■ DATA SHOWN ■
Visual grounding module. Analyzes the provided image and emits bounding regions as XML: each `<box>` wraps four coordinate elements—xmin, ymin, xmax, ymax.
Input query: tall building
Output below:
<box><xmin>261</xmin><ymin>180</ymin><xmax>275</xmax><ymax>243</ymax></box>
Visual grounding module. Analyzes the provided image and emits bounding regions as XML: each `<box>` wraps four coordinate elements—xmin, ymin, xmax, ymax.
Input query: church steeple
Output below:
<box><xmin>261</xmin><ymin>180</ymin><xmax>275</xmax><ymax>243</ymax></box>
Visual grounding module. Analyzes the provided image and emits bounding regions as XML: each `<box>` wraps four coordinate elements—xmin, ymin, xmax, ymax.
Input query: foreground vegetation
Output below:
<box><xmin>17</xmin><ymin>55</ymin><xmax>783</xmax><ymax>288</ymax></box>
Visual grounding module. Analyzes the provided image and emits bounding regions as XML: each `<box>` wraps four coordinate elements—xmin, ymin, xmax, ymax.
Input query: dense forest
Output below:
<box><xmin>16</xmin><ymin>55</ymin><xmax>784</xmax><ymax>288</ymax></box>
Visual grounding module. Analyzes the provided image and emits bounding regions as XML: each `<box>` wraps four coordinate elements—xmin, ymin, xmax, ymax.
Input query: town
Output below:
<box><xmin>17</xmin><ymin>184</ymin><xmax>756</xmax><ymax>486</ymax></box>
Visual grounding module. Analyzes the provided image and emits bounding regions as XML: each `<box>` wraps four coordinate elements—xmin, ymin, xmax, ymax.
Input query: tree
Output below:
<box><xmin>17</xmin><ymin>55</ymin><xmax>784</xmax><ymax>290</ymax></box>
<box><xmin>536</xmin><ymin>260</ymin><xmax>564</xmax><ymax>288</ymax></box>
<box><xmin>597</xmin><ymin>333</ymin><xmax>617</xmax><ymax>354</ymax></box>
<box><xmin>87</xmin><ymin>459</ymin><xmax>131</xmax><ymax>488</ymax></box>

■ EXERCISE DIRECTIONS ■
Each record above should be repeated exactly as it appears.

■ SOLVED EXERCISE ■
Visual grounding module. Analyzes the provided image and emits bounding regions as XML: each `<box>` wraps four coordinate elements—xmin, ymin, xmax, ymax.
Input query: tall building
Output below:
<box><xmin>261</xmin><ymin>180</ymin><xmax>275</xmax><ymax>243</ymax></box>
Visual grounding module. Analyzes the provided image and emits bounding regions as XML: each `<box>` wraps four coordinate elements—xmin, ymin, xmax, ymax.
Input query: church steeple
Output below:
<box><xmin>261</xmin><ymin>180</ymin><xmax>275</xmax><ymax>243</ymax></box>
Visual grounding module. Analyzes the provided image and emits bounding regions as XML: each `<box>` wraps four coordinate elements—xmin, ymin, xmax, ymax.
Input query: foreground vegetation
Output below:
<box><xmin>17</xmin><ymin>55</ymin><xmax>783</xmax><ymax>288</ymax></box>
Visual grounding module. Analyzes the provided image and emits bounding regions as XML: each `<box>` wraps four coordinate elements—xmin, ymin, xmax, ymax.
Input query: dense forest
Output below:
<box><xmin>16</xmin><ymin>55</ymin><xmax>784</xmax><ymax>288</ymax></box>
Visual grounding module. Analyzes the provided image and emits bounding regions as XML: each `<box>` wraps four coordinate elements—xmin, ymin, xmax, ymax.
Input query: town
Output below:
<box><xmin>17</xmin><ymin>184</ymin><xmax>756</xmax><ymax>486</ymax></box>
Visual grounding module. Analyzes the provided image and emits bounding regions as XML: each `<box>` wraps four coordinate elements—xmin, ymin, xmax, ymax.
Input query: tree
Output below:
<box><xmin>17</xmin><ymin>55</ymin><xmax>784</xmax><ymax>290</ymax></box>
<box><xmin>536</xmin><ymin>260</ymin><xmax>564</xmax><ymax>288</ymax></box>
<box><xmin>597</xmin><ymin>333</ymin><xmax>617</xmax><ymax>354</ymax></box>
<box><xmin>87</xmin><ymin>459</ymin><xmax>131</xmax><ymax>488</ymax></box>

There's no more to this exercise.